- [STATED PROBLEM 1]
Format a section of the listing as a JSON list of strings, one string per line and no blank lines, beginning at the line that contains "Definition for annotators: for every instance of the green" and stopping after the line that contains "[[291, 265]]".

- [SELECTED PASSAGE]
# ASA 2014 Dates have now been released



## bhtr3d (Feb 13, 2004)

2014 McKenzie ASA Pro/Am Schedule 
2014 McKenzie ASA Pro/Am Tour 

2014 Dates Event Location

Jan 31 - Feb 2 Easton Pro/Am Newberry, FL

Feb 28 - Mar 2 Realtree Pro/Am Ft Benning

Mar 28 - 30 Hoyt Pro/Am Tuscaloosa, AL

Apr 25 - 27 Brunton Southwest Shoot Out Paris, TX

May 30 - Jun 1 TRU Ball & Prime Pro/Am London, KY

Jun 27 - 29 Mathews Solo-Cam Pro/Am Metropolis, IL

Aug 1 - 3 McKenzie ASA Classic Cullman, AL

Daylight Savings - Mar 9th 
Easter - April 20th


----------



## shootist (Aug 28, 2003)

Thanks Tim! I just booked my room for Paris, TX (Quality Inn,$71 per night, refundable of course).


----------



## Luv2shoot3D (Feb 4, 2013)

Hope can shoot all of them in 2014


----------



## skiingcappy (May 17, 2013)

- [GIVEN DATA]
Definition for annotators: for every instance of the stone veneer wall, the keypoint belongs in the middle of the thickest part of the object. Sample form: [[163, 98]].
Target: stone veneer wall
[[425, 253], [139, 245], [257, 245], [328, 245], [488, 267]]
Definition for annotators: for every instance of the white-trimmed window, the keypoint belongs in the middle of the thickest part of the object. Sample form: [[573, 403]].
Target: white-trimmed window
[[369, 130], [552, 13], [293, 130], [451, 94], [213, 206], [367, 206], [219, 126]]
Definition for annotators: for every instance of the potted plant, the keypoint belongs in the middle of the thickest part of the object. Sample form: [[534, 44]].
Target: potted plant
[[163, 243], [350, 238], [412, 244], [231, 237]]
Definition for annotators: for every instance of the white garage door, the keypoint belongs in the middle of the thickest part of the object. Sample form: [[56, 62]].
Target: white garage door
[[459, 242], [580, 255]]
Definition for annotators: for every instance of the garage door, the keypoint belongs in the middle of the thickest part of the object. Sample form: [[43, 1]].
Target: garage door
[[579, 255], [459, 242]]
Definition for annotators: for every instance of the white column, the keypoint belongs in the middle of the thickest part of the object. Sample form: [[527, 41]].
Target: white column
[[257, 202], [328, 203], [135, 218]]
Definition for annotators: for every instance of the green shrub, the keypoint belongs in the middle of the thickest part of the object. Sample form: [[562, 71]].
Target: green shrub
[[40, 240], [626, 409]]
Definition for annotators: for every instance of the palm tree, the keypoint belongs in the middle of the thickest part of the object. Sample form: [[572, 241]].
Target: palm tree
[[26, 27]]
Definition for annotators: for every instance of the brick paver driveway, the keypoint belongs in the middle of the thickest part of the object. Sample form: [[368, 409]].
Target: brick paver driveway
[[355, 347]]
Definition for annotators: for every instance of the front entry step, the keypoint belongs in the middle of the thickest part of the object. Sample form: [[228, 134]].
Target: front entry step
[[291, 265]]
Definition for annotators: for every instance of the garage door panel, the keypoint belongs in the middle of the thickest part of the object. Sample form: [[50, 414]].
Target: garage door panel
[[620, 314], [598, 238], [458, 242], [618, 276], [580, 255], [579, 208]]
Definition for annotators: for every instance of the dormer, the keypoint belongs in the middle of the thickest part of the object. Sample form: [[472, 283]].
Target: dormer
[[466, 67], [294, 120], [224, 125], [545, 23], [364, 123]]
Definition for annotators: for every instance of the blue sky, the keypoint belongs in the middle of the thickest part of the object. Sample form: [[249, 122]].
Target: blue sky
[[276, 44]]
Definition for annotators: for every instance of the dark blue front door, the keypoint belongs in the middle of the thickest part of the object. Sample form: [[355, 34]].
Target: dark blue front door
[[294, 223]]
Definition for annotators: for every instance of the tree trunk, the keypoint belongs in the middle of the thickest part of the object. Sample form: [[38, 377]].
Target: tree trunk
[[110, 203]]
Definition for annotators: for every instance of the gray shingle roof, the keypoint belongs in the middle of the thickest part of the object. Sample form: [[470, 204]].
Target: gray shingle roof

- [STATED PROBLEM 2]
Continue the forum thread on the 2014 ASA tour dates from where it stops.

- [TASK ANSWER 1]
[
  "Definition for annotators: for every instance of the green shrub, the keypoint belongs in the middle of the thickest part of the object. Sample form: [[562, 71]].",
  "Target: green shrub",
  "[[40, 240], [626, 409]]",
  "Definition for annotators: for every instance of the palm tree, the keypoint belongs in the middle of the thickest part of the object. Sample form: [[572, 241]].",
  "Target: palm tree",
  "[[26, 27]]",
  "Definition for annotators: for every instance of the brick paver driveway, the keypoint belongs in the middle of the thickest part of the object. Sample form: [[368, 409]].",
  "Target: brick paver driveway",
  "[[355, 347]]",
  "Definition for annotators: for every instance of the front entry step, the keypoint belongs in the middle of the thickest part of the object. Sample form: [[228, 134]].",
  "Target: front entry step",
  "[[291, 265]]"
]

- [TASK ANSWER 2]
Thanks for the post now I can make plans now.


----------



## candymaker13 (Apr 19, 2011)

Man no more Louisiana , I like that place , can't wait to see what Tuscaloosa will be like, a lot drier I'm sure


----------



## STRICNINE (Oct 22, 2012)

Must be nice to live in Alabama next year...


----------



## Challenger (Nov 4, 2007)

STRICNINE said:


> Must be nice to live in Alabama next year...


Must be nice to have one shoot within 750 miles of home :sad:


----------



## okarcher (Jul 21, 2002)

STRICNINE said:


> Must be nice to live in Alabama next year...


Diddo!


----------



## LIMBHANGER 36 (Aug 2, 2004)

3 Alabama shoots?!? Wth?


----------



## n2bows (May 21, 2002)

5 of the 7 shoots within a 4.5 hour drive of my house!!! I love it!!!! And I don't have to go back to lousy-anna, that's a bonus!!


----------



## J Whittington (Nov 13, 2009)

As happy as I am for the closer locations, Its not fair to the ASA members that live West of the Mississippi. I'm sure there are actors in play that we are not aware of that led to the change of locations.


----------



## Outback Man (Nov 21, 2009)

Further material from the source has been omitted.